Region pointing data →
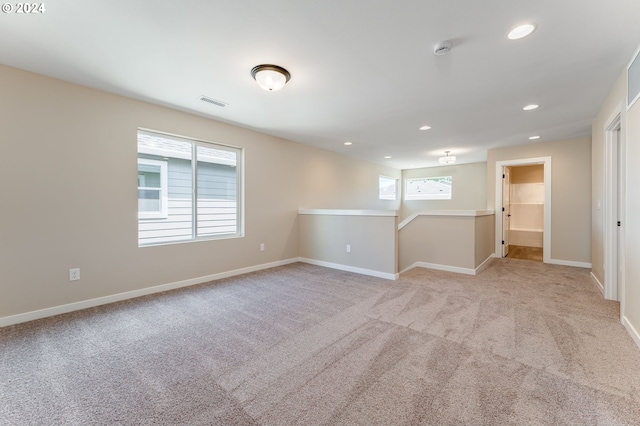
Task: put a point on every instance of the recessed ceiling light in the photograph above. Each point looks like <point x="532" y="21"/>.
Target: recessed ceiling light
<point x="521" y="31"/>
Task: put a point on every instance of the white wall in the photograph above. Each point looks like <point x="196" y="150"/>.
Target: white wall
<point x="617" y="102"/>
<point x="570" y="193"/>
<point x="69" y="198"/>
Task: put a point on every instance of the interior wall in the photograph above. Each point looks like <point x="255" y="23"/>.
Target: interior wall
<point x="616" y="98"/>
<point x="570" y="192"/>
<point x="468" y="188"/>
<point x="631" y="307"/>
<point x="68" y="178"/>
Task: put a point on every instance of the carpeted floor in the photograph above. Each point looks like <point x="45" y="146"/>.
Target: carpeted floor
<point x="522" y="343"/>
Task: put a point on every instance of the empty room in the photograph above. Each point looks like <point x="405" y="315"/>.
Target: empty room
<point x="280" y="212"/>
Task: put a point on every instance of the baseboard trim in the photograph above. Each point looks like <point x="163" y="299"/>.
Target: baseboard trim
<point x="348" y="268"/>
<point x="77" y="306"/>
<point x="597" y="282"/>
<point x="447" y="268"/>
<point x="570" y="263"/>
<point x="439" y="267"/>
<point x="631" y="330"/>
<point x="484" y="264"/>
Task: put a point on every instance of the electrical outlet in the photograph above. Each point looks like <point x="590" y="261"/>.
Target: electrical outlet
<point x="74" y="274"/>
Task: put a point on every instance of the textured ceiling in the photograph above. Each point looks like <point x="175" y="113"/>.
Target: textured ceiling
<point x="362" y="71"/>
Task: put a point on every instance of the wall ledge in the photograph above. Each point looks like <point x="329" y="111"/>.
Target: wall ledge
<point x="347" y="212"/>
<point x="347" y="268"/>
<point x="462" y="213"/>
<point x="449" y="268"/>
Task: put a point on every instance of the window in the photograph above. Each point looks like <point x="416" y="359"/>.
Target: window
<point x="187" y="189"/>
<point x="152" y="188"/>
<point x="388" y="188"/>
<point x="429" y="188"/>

Assignment →
Take the line containing "Target: wall ledge" as the first line and the last line of the data above as the final one. Write out these lines and all between them exactly.

Exercise solution →
Target: wall ledge
<point x="347" y="212"/>
<point x="347" y="268"/>
<point x="462" y="213"/>
<point x="449" y="268"/>
Task: put a point on every instance of the window in the photograph above. Each point looks like <point x="416" y="359"/>.
Target: window
<point x="187" y="189"/>
<point x="152" y="188"/>
<point x="388" y="188"/>
<point x="429" y="188"/>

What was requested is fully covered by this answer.